» Problem:
In the abstract on food insufficiency and physical disability, how would you render this sentence in Spanish: "Controls include household sociodemographic, health and economic characteristics."?

» Selected excerpt:
Food insufficiency and food insecurity as risk factors for physical disability among Palestinian refugees in Lebanon: Evidence from an observational study

Nisreen Salti, Ph.D., M.P.A., Hala Ghattas, E.Ph.D.
Disability and Health Journal, Volume 9, Issue 4
Published online: March 24, 2016

DOI: http://dx.doi.org/10.1016/j.dhjo.2016.03.003

Background

Potential interactions between malnutrition and disability are increasingly recognized, and both are important global health issues. Causal effects working from nutrition to disability and from disability back to nutrition present an empirical challenge to measuring either of these effects. However, disability affects nutrition whatever the cause of disability, whereas nutrition is likelier to affect disease-related disability than war- or work-related disability.

Objective

This paper investigates the association of food insufficiency with the risk of physical disability. Data on disability by cause allow us to address the difficulty of reverse causality.

Methods

Multinomial logit regressions of disability by cause on food insufficiency are run using survey data from 2010 on 2575 Palestinian refugee households in Lebanon. Controls include household sociodemographic, health and economic characteristics. Regressions of food insufficiency on disability by cause are also run.

Results

Disability has a significant coefficient in regressions of food insufficiency, whatever the cause of disability; but in regressions of disability on food insufficiency, food insufficiency is significant only for disease-related disability (log odds of disease-related disability .78 higher, p = .008). The difference in the results by cause of disability is evidence of a significant association between food insufficiency and disease-related disability, net of any reverse effect from disability to food access.

Conclusions

The association between disease-related disability and food insufficiency is statistically significant suggesting that even taking into account feedback from disability to nutrition, nutrition is an effective level of intervention to avert the poverty-disability trap resulting from the impoverishing effect of disability.

» Information provided:
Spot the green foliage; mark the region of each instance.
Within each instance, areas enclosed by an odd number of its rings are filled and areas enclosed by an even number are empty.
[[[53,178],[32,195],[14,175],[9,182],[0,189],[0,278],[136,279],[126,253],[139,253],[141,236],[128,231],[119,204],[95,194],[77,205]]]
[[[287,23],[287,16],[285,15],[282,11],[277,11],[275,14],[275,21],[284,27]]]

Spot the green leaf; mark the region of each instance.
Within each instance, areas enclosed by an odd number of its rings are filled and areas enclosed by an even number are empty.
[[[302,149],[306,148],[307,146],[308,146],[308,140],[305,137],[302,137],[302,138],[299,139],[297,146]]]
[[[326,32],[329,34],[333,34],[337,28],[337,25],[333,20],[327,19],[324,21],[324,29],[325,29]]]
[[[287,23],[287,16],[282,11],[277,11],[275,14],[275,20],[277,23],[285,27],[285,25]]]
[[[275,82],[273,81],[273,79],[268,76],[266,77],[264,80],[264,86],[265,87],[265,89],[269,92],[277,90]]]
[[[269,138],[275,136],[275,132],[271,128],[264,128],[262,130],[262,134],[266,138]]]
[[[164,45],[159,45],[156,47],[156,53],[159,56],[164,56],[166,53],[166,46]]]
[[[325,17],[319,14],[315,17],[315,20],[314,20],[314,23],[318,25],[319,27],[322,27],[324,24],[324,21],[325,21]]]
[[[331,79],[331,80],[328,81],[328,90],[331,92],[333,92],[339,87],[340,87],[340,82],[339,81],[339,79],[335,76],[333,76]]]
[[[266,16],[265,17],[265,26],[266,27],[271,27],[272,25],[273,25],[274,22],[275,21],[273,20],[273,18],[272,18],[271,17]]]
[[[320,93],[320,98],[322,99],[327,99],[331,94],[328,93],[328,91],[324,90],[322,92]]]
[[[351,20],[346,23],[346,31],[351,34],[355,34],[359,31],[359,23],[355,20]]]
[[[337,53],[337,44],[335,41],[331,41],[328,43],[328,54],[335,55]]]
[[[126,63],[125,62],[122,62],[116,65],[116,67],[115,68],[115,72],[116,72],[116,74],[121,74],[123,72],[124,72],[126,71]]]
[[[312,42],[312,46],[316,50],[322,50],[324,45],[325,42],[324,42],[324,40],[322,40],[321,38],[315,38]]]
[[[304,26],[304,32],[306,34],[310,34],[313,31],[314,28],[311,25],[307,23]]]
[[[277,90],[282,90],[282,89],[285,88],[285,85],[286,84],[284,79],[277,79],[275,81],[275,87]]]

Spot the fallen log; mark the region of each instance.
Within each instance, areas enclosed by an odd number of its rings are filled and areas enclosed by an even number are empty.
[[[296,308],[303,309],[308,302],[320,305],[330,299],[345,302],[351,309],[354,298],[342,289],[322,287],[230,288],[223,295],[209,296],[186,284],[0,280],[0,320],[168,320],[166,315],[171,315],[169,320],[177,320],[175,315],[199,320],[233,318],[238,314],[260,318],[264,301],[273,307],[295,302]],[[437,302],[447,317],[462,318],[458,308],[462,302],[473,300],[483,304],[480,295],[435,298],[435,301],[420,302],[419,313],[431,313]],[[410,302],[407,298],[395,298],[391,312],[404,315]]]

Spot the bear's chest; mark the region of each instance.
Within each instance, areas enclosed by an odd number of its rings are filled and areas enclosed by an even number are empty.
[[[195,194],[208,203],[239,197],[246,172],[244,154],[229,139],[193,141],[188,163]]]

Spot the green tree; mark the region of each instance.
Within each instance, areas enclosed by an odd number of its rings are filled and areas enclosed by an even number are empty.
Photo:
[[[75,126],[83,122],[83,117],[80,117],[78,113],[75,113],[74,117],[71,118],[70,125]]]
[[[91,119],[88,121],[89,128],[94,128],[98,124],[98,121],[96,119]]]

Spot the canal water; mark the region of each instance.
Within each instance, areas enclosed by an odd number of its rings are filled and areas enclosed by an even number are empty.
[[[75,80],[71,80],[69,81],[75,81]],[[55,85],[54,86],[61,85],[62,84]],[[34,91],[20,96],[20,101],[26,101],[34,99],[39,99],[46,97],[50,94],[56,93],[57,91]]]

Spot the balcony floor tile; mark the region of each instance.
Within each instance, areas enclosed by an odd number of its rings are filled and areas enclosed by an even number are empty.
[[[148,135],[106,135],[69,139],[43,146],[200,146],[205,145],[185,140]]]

» Problem solution:
Los controles incluyen características sociodemográficas, de salud y económicas del hogar.